§ The request
Write out, without any change, everything in the listing below from the line containing "locate the mossy boulder in the photo above" down to the end of the listing, including both of those lines.

Location identification entries
---

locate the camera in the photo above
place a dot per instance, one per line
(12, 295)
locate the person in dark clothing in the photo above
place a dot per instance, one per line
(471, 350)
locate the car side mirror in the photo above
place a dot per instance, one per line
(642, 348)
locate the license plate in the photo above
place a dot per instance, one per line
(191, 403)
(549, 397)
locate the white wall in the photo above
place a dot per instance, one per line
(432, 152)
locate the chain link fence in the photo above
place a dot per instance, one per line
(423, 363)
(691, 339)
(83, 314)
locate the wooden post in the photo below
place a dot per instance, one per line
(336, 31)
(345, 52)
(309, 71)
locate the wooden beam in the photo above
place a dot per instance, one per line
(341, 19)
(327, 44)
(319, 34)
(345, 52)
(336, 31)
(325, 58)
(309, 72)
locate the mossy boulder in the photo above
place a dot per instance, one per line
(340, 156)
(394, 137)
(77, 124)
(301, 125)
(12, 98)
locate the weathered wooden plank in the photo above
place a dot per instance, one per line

---

§ Answer to this task
locate the mossy boulder in the photo above
place a dot per instance, one per line
(340, 156)
(394, 137)
(77, 124)
(301, 125)
(12, 98)
locate the weathered wooden plank in the photo above
place a dot per instance, one per line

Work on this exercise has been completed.